__REQUIREMENT__.
What is needed is every line of the data that includes the word "light". Please copy each one.

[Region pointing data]
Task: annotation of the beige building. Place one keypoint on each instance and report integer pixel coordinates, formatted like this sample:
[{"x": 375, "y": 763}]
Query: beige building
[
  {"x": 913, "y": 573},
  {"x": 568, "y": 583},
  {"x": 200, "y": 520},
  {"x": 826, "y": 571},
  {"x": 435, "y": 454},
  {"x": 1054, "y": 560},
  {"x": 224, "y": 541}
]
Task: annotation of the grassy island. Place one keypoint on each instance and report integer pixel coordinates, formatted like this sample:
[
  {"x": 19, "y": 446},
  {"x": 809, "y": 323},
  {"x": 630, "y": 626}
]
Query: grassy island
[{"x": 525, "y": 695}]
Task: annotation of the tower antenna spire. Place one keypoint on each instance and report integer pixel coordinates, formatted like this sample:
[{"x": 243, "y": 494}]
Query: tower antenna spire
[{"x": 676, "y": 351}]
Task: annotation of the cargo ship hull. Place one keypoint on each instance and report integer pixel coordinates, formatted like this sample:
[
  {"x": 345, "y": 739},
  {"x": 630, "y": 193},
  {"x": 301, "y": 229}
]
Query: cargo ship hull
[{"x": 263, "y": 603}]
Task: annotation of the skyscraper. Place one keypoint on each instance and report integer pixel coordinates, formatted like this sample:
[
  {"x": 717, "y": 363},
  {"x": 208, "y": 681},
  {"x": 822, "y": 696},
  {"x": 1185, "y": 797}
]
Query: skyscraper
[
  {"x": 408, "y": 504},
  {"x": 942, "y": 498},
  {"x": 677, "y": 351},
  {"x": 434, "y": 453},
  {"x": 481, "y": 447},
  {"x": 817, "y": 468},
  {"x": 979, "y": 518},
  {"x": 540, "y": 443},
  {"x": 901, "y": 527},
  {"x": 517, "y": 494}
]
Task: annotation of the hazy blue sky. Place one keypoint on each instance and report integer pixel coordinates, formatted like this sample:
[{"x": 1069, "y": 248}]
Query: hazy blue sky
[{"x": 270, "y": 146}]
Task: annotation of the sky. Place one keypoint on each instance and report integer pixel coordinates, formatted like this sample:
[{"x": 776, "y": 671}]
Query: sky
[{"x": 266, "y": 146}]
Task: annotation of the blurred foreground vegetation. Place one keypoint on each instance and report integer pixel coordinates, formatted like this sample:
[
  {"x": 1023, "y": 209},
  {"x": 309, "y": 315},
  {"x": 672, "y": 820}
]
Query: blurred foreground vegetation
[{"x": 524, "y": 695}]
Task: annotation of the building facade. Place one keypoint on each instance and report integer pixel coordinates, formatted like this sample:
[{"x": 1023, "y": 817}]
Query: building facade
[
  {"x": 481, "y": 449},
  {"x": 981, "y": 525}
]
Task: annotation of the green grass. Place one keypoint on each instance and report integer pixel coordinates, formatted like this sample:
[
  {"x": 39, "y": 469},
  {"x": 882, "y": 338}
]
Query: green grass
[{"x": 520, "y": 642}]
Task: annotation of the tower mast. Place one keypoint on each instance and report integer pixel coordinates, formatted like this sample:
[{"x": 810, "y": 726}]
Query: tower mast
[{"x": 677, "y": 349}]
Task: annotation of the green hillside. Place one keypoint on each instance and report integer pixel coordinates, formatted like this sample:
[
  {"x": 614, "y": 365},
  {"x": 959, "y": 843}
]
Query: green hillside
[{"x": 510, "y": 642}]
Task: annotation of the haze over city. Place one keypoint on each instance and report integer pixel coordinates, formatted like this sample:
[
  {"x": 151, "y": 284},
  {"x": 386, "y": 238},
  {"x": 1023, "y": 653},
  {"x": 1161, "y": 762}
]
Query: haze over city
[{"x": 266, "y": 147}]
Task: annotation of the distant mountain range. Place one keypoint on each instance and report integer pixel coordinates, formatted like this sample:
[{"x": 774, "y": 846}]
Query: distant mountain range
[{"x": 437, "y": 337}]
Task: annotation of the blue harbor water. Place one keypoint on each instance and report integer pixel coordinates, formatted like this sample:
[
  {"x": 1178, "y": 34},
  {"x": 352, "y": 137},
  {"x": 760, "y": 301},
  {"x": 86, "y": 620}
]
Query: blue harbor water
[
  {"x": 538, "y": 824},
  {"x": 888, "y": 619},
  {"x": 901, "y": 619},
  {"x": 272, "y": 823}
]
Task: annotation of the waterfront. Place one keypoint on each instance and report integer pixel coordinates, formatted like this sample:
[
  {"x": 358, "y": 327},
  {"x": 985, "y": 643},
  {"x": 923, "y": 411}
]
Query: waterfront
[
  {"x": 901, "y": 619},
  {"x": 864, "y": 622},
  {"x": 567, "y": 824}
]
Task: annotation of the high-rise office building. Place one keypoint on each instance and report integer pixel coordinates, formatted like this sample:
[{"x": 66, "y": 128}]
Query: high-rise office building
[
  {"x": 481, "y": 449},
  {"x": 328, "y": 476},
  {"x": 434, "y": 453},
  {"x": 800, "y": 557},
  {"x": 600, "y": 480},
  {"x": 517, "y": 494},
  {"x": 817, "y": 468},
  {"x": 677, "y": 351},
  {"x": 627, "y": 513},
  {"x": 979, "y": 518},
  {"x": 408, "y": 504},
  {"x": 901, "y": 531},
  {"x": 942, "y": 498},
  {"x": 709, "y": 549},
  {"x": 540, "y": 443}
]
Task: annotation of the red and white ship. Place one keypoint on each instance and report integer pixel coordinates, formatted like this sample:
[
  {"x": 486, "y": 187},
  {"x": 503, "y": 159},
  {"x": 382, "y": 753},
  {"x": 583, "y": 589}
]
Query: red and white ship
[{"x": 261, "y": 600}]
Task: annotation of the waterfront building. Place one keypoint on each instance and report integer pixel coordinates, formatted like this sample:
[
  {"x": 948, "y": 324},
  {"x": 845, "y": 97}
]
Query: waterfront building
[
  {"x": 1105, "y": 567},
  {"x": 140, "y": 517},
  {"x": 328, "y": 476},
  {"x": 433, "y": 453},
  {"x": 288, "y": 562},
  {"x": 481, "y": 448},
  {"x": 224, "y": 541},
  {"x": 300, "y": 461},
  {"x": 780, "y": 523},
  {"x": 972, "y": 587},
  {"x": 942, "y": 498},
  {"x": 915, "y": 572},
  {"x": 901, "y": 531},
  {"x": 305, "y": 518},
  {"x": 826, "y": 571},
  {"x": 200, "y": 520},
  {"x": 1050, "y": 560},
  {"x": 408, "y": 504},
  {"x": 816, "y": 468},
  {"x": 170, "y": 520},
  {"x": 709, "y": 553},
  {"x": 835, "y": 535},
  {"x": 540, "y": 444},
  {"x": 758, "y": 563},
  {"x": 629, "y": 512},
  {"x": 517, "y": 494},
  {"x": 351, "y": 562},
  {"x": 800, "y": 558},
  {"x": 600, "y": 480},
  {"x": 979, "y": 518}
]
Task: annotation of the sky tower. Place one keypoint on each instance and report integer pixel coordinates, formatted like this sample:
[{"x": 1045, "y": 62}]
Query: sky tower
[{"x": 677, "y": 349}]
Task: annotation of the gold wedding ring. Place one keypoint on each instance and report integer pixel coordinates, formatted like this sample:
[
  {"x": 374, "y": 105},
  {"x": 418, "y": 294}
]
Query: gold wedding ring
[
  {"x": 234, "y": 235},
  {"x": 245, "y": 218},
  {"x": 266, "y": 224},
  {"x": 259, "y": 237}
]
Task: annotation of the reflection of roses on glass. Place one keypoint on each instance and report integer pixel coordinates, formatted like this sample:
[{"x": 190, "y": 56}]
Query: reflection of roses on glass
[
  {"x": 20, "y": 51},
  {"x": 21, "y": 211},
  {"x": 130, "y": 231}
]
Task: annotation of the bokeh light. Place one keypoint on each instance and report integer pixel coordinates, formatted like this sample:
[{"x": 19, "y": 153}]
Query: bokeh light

__FINAL ANSWER__.
Task: annotation of the bokeh light. Place one keypoint on each instance and report integer pixel coordinates, formatted like this sample:
Query: bokeh light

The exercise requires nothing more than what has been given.